*Activity*: The following data is to be repeated exactly, its pictures excluded.

##### Listed entries #####

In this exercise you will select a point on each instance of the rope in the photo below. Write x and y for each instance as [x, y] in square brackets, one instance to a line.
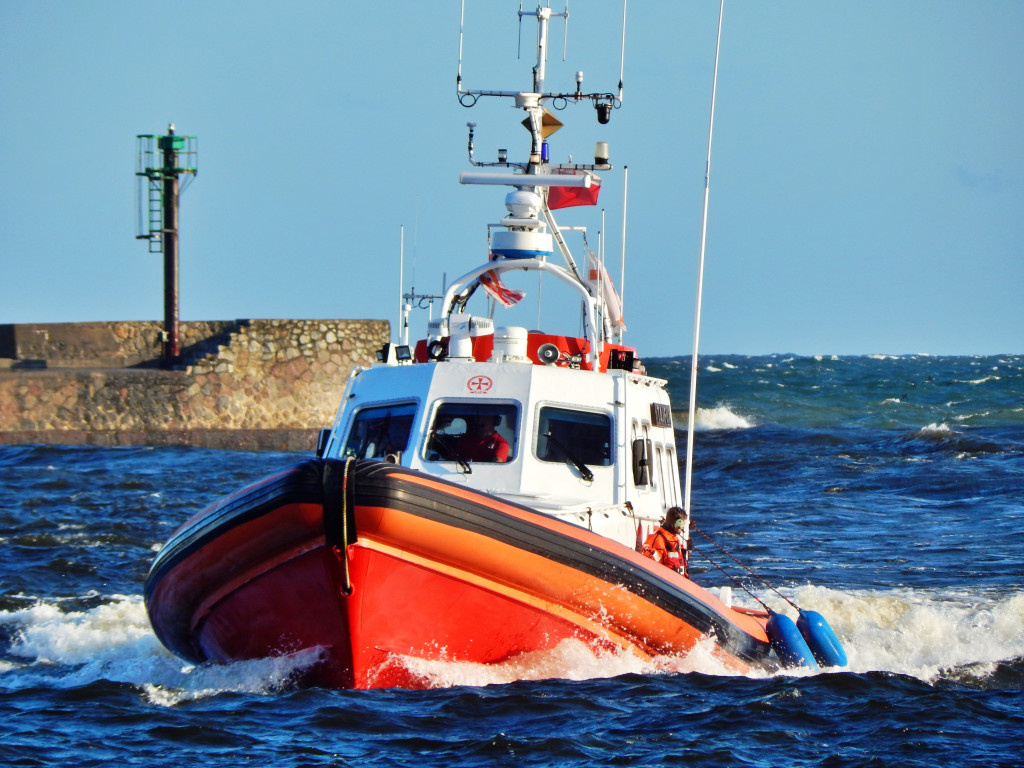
[732, 579]
[343, 555]
[744, 567]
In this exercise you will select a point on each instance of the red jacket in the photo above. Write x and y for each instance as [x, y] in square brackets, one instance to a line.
[665, 547]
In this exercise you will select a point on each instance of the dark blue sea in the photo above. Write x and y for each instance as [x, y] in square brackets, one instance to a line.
[886, 493]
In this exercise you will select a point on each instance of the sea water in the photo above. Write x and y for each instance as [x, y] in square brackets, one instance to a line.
[886, 493]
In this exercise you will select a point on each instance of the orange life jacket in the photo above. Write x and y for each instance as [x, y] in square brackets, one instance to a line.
[665, 547]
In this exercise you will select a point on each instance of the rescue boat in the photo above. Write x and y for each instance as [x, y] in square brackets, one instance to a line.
[481, 495]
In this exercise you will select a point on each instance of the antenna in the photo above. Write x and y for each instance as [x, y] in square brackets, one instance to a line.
[162, 160]
[691, 413]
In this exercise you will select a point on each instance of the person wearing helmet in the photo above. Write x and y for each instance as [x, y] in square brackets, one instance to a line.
[666, 544]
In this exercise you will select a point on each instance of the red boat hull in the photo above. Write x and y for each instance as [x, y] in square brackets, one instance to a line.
[371, 562]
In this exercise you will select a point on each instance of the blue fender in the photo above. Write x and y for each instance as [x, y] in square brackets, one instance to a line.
[820, 639]
[787, 643]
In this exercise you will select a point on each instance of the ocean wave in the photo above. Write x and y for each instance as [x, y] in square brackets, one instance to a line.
[115, 642]
[721, 417]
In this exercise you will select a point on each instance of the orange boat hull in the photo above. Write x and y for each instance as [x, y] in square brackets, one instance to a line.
[371, 563]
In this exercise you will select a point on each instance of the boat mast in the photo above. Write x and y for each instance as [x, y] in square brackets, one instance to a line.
[691, 411]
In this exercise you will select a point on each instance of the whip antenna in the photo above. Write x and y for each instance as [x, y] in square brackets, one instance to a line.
[691, 413]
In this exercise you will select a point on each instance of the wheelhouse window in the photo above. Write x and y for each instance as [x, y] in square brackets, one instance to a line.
[576, 436]
[380, 431]
[473, 432]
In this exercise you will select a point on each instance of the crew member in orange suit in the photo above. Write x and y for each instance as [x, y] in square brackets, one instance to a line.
[666, 544]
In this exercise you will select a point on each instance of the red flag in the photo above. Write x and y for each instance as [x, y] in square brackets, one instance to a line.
[566, 197]
[499, 291]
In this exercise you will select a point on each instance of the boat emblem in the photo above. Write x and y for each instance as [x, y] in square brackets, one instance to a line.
[479, 384]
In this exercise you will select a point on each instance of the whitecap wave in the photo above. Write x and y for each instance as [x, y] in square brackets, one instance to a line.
[114, 641]
[922, 634]
[721, 417]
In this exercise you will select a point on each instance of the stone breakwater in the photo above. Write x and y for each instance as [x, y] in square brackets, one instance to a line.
[245, 384]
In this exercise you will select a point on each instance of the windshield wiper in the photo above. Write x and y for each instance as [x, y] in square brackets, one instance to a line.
[584, 471]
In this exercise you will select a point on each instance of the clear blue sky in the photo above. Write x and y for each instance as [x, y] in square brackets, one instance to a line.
[867, 176]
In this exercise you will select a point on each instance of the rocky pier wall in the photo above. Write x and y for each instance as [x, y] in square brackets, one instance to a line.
[250, 384]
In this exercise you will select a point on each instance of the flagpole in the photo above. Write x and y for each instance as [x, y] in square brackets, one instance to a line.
[691, 412]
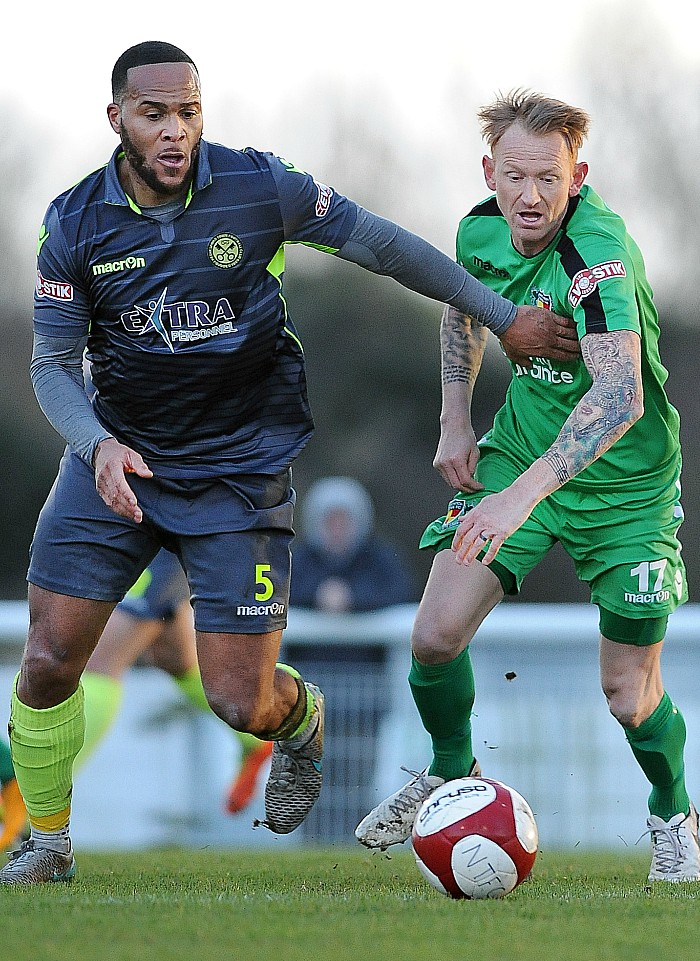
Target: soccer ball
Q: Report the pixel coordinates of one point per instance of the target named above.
(475, 838)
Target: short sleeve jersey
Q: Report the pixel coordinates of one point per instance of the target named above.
(195, 361)
(591, 271)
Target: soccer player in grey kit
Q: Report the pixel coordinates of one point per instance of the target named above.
(167, 265)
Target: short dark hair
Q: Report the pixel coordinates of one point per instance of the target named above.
(150, 51)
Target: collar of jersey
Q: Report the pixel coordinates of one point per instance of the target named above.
(115, 193)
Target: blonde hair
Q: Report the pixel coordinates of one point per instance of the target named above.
(537, 114)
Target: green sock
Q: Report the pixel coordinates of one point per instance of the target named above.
(103, 697)
(190, 683)
(658, 745)
(7, 772)
(44, 745)
(444, 696)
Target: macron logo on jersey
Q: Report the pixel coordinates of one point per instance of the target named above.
(54, 289)
(323, 203)
(586, 280)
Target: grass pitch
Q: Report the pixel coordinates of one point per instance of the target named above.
(344, 904)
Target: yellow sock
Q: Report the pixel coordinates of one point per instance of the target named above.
(44, 745)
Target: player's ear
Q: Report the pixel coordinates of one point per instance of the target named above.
(114, 115)
(580, 172)
(489, 169)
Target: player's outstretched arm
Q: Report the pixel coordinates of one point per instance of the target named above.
(462, 345)
(614, 402)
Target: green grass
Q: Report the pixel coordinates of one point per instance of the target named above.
(344, 904)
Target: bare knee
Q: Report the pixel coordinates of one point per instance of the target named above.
(626, 703)
(437, 641)
(62, 634)
(49, 674)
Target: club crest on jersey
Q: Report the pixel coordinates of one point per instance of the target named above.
(538, 298)
(587, 280)
(225, 250)
(323, 202)
(54, 289)
(456, 510)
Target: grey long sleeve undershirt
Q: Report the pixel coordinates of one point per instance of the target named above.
(385, 248)
(374, 243)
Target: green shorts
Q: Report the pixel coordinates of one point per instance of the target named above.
(624, 545)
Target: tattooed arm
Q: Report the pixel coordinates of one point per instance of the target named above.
(462, 345)
(606, 411)
(613, 403)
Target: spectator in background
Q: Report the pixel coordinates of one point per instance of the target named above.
(339, 562)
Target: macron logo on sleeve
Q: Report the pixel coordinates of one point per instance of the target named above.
(323, 202)
(587, 280)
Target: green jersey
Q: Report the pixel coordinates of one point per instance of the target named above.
(591, 271)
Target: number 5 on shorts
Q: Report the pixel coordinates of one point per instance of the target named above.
(263, 581)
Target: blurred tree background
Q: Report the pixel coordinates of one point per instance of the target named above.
(372, 348)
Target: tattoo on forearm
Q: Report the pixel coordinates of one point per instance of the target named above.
(606, 411)
(558, 465)
(462, 345)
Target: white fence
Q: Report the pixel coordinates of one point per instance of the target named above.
(160, 776)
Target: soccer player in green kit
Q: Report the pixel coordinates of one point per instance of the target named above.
(584, 452)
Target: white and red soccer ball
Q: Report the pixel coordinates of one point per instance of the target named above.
(475, 838)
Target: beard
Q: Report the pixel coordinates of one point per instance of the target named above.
(139, 165)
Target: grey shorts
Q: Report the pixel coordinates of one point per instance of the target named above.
(232, 536)
(159, 592)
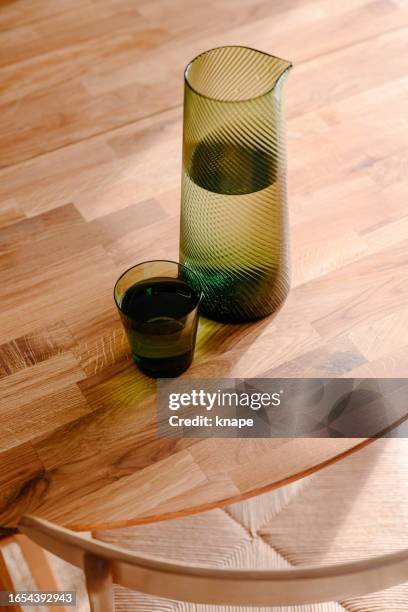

#####

*Written response*:
In this exercise you will select a point on each instance of the rope in the photo below. Write x and y for each instance as [x, y] in square brackets, one instance to a line.
[732, 579]
[343, 555]
[744, 567]
In this exercise you will select a point on each instance of the red jacket in the photo above. Write x and y for each instance as [x, y] in square brackets, one instance to a line.
[665, 547]
In this exercise you will select a point on each instance of the dark blue sea in the photo above. Write x and y for each instance as [x, y] in square brackets, one instance to a line.
[886, 493]
In this exercise you will select a point on each instance of the sea water in the photo above. Write x and y for each instance as [x, y] in square brackets, one instance to a line.
[886, 493]
In this exercise you will select a point on each instance of the orange life jacket in the photo above. Write x and y for each instance as [x, y] in square brackets, one instance to a line.
[665, 547]
In this exercise you will select a point on each instance of the rescue boat in the photo above. Write x and y for each instance as [x, y] in square brackets, one instance to a line.
[481, 495]
In this exercise you will select a point on each instance of the antenna in the photo above. Write x and y for each instance as [x, y] in square brackets, one instance to a line.
[162, 160]
[691, 413]
In this exercise you will select a point on each instance of the person wearing helmet in the photo above. Write x and y for each instance as [x, y] in square brackets, one instance to a line.
[666, 544]
In this exercise you will select a point on each instance of the red boat hull in the photo above. Write x and y for each instance as [x, y] in square brackets, one instance to a line.
[371, 562]
In this exercise you will select a point on each instance of the blue fender in the photo above. Write x and y for each instance as [x, y] in square brackets, one instance to a line.
[820, 639]
[787, 643]
In this exercise you will select a point on each instance of the ocean wave in the photo above. Write x and y for each instance as [x, y] in square brackets, one instance to a line.
[115, 642]
[721, 417]
In this exercise you will select a point on each instance of the orange boat hull in the photo above. Write x and y for each instance as [x, y] in square brackets, one instance to a line.
[371, 563]
In this exercise you will select a point on each instance of the boat mast in the photo above. Write x and y for each instance as [x, y] in square brackets, one instance to a line.
[691, 411]
In this exercise you will select a point on each instance of the whip antenna in the photo above. Write x and y for each instance as [x, y] in square brackets, one instance to a line.
[691, 413]
In this exercise you will select a point on each instance of the wheelhouse window in the photo above. Write x and y for each instance as [x, y] in square brackets, one instance to a line.
[576, 436]
[380, 431]
[473, 432]
In this exercise you will select a point on each instance of the crew member in orange suit in the photo above. Write x and y for each instance as [x, y] in square brackets, one instance to a line.
[666, 544]
In this exercise you will select a point on each instance of the red flag in the photo above. Write x and y for each instance as [x, y] in square brackets, one instance to a line.
[566, 197]
[499, 291]
In this exercise you will select a point on each instance of the boat emblem in the photo above. Write x and y for each instance as [x, y] in square brackets, one instance to a line.
[479, 384]
In this exercise you will select a point on each instance of the whitecap wave in the photo above. Write x and y for each instance as [x, y] in square brackets, one instance to a line.
[114, 641]
[922, 634]
[721, 417]
In this exercise you will select a point on each instance of the stone breakwater in the photo above. Write x and y for each instance as [x, y] in square brackets, one instance to a line.
[245, 384]
In this exercise you will select a point on each instance of the windshield wiper in the photo above. Write x and y for each instance as [x, y] in square brackets, one instance to a line.
[584, 471]
In this exercise you will select a point on each instance of the clear blue sky in the photo above. Write x and y for each instance as [x, y] in square brackets, one instance to a line.
[867, 176]
In this exercise you will select a point on each instance of the rocky pier wall in the photo above. Write x and y for each instance as [x, y] in square brackets, one instance to a line.
[250, 384]
In this exercise you will select a point on each instance of the flagpole in the photo above. Write x and y for each instance as [x, y] in square brackets, one instance to a line.
[691, 412]
Target: soccer ball
Q: Report the pixel coordinates of one point per instance of the target named above.
(475, 838)
Target: short sleeve jersey
Q: Report the pixel coordinates of one point per instance of the target named above.
(195, 361)
(591, 271)
Target: soccer player in grey kit
Q: Report the pixel coordinates of one point per instance of the target named above.
(167, 265)
Target: short dark hair
Q: Report the pixel coordinates of one point per instance of the target named above.
(150, 51)
Target: collar of jersey
Q: Report the pixel coordinates of one point per instance of the target named above.
(115, 193)
Target: blonde hair
Q: Report the pixel coordinates of one point per instance of the target named above.
(537, 114)
Target: green sock
Q: Report the pixel coordinates of one point per instance of the target named above.
(103, 697)
(190, 683)
(658, 745)
(7, 772)
(44, 745)
(444, 696)
Target: macron logo on jersey
Q: Report the pixel coordinates of one point per instance of the target named above.
(54, 289)
(323, 203)
(586, 280)
Target: grass pitch
Q: Report the pixel coordinates of one point per instance of the target named above.
(344, 904)
Target: yellow sock
Q: Report the pixel coordinates of one point per instance of the target named above.
(44, 745)
Target: player's ear
Q: Report the pixel coordinates of one point per instance of the target named above.
(114, 115)
(580, 172)
(489, 169)
Target: player's outstretched arm
Q: Report the pixel coordinates of one point per instance of the target named above.
(462, 345)
(614, 402)
Target: green grass
Q: Report the pixel coordinates of one point per instance of the target named above.
(344, 904)
Target: bare knee
Q: Report the pixel coordinates of one point per instance of the target named above.
(626, 703)
(437, 641)
(62, 634)
(49, 674)
Target: club crest on jersey
Q: Report the pixel coordinates of one point per instance of the target named above.
(538, 298)
(587, 280)
(225, 250)
(323, 202)
(54, 289)
(456, 510)
Target: grey long sleeve undershirt
Q: Report the pixel coordinates of one point per instance of the target named above.
(385, 248)
(374, 243)
Target: green shorts
Q: Report the pixel coordinates of one point per instance of the target named above.
(624, 545)
Target: tattooed arm
Q: Report the pixel coordinates of one point per instance of the target named above.
(462, 345)
(606, 411)
(613, 403)
Target: spectator in background
Q: Report the pixel coordinates of one point per instance of the target named above.
(339, 562)
Target: macron logo on sleeve
Q: Report the pixel coordinates of one point per instance of the target named above.
(323, 202)
(587, 280)
Target: green jersey
Q: Report the pixel coordinates of one point per instance of the target named above.
(591, 271)
Target: number 5 on shorts
Q: Report the pixel coordinates of one point per instance of the target named above.
(263, 581)
Target: blurred tree background
Q: Report the pixel coordinates of one point per instance of the target named above.
(372, 348)
Target: tattoo on forearm
Q: Report the pixel coordinates of one point per instance of the target named above.
(606, 411)
(558, 465)
(462, 345)
Target: white fence
Q: Report the pixel coordinates of one point per instance of the target named above.
(160, 776)
Target: soccer player in green kit
Q: Report the pixel coordinates of one point per instance of the target named above.
(584, 452)
Target: white and red soccer ball
Q: Report the pixel coordinates of one point per instance of the target named above.
(475, 838)
Target: beard
Q: Report the pixel coordinates of one point per instance of the target named above.
(139, 165)
Target: grey shorts
Q: Report the pixel coordinates of one point per instance of the target named above.
(232, 536)
(159, 592)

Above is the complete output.